*Work item a:* Reproduce the passage of the article on firing an employee for cause that opens with the words containing "Executive Director Terminated" and closes with "retaining existing ones.".
::: Extract provided
Employees have duties to their employer, including acting in good faith, observing confidentiality requirements, and executing their work responsibilities as expected. When a worker violates their duties, employers have options as to how they can proceed. Commonly, employers will begin by having a conversation about their concerns, and if the issue persists, the employer will typically escalate the disciplinary practices. For example, they might put the employee on a performance improvement plan, setting out specific objectives and timelines. The employer can also opt to terminate the employee for cause, however, this option must generally be saved as a last resort due to the financial impact on the employee. When terminating for cause, an employer is not obligated to provide reasonable notice or pay in lieu, or severance pay.

If an employer takes this step too soon and without implementing progressive disciplinary measures first, they may face a claim for wrongful dismissal, as happened in a recent Ontario case. The Court was asked to determine whether a 75-year-old Executive Director had been fairly terminated for cause after the employer investigated various financial irregularities. The fact that the employee was found to be a fiduciary to her employer played a role in the court’s findings, as fiduciaries are held to a stricter standard of conduct.

Executive Director Terminated for Cause at 75

The employee was employed by a not-for-profit organization, a municipal Chamber of Commerce. She was employed for 17 years by the organization before being terminated with cause. For most of those years, she held the title of Executive Director, which was their most senior staff position. In this position, she was responsible for overseeing the everyday operations of the employer. Her other duties included attending board and committee meetings, managing the budget, and implementing the plans and programs set by the employer. She also promoted the employer and its activities, including attracting new members and retaining existing ones.
::::::
*Work item b:* Collect every line in the records that includes the string "positive", copying each line in full.
::: Records to use
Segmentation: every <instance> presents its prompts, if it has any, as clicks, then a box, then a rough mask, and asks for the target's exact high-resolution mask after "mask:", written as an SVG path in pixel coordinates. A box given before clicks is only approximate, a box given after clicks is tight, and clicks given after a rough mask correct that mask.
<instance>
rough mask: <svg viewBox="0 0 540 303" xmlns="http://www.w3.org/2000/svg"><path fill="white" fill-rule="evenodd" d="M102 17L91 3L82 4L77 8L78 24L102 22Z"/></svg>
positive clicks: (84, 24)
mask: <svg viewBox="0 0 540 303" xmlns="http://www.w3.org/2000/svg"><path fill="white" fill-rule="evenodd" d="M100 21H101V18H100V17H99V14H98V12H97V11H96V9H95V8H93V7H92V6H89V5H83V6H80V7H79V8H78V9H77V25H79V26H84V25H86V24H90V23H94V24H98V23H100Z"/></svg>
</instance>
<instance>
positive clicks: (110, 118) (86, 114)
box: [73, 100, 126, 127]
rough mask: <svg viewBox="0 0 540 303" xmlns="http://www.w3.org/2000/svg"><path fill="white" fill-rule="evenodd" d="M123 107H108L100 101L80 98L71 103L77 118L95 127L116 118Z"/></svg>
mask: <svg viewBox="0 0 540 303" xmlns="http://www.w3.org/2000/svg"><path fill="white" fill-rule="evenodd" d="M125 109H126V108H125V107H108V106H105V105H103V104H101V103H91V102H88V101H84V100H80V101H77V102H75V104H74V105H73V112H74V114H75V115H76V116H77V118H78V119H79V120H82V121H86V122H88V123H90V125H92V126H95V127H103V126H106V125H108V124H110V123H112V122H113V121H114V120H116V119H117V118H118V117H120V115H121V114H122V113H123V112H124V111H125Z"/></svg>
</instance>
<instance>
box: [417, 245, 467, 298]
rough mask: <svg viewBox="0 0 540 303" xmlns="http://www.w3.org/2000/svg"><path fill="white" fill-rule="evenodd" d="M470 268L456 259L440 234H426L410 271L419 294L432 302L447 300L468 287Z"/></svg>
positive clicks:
::::::
*Response box a:*
Executive Director Terminated for Cause at 75

The employee was employed by a not-for-profit organization, a municipal Chamber of Commerce. She was employed for 17 years by the organization before being terminated with cause. For most of those years, she held the title of Executive Director, which was their most senior staff position. In this position, she was responsible for overseeing the everyday operations of the employer. Her other duties included attending board and committee meetings, managing the budget, and implementing the plans and programs set by the employer. She also promoted the employer and its activities, including attracting new members and retaining existing ones.

*Response box b:*
positive clicks: (84, 24)
positive clicks: (110, 118) (86, 114)
positive clicks:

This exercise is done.